Work request: Only the lines from the one containing "Target: military officer in uniform" through the last line of the data are to be written out, exactly and in full.

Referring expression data
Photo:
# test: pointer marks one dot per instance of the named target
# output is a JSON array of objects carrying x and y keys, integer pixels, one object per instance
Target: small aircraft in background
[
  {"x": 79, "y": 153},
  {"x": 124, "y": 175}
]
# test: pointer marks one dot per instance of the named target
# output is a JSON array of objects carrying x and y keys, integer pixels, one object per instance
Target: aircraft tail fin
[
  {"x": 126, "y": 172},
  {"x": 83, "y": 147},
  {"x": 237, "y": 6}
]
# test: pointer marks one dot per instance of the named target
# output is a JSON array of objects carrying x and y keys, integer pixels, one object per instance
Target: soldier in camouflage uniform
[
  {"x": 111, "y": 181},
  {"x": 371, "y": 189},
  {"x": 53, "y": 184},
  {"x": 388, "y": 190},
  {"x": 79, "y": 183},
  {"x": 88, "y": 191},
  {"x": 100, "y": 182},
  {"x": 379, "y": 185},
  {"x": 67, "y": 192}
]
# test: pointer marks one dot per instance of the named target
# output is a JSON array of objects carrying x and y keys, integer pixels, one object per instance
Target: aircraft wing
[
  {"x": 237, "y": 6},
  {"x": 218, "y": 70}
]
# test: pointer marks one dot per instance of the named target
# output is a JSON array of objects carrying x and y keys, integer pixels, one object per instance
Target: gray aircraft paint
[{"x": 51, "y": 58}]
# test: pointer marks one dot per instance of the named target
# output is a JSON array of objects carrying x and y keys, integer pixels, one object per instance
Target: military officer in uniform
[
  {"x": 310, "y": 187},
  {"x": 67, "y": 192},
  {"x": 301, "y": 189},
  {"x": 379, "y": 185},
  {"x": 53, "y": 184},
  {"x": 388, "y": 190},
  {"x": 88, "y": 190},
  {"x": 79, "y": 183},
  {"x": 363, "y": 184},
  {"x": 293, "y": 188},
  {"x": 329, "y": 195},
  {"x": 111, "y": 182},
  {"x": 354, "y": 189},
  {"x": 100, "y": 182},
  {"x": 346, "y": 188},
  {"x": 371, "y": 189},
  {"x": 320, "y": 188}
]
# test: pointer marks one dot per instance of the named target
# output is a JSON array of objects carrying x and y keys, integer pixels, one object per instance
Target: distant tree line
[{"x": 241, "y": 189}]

Reply:
Target: military officer in uniform
[
  {"x": 310, "y": 187},
  {"x": 67, "y": 192},
  {"x": 301, "y": 189},
  {"x": 379, "y": 185},
  {"x": 53, "y": 184},
  {"x": 388, "y": 190},
  {"x": 88, "y": 190},
  {"x": 79, "y": 183},
  {"x": 363, "y": 184},
  {"x": 293, "y": 188},
  {"x": 329, "y": 195},
  {"x": 111, "y": 182},
  {"x": 354, "y": 189},
  {"x": 100, "y": 182},
  {"x": 346, "y": 188},
  {"x": 371, "y": 189},
  {"x": 320, "y": 188}
]
# test: pointer marks one dot per instance of the named target
# output is a JSON array of objects carrying x and y keys, integer pixels, one object per instance
Target: distant tree line
[{"x": 241, "y": 189}]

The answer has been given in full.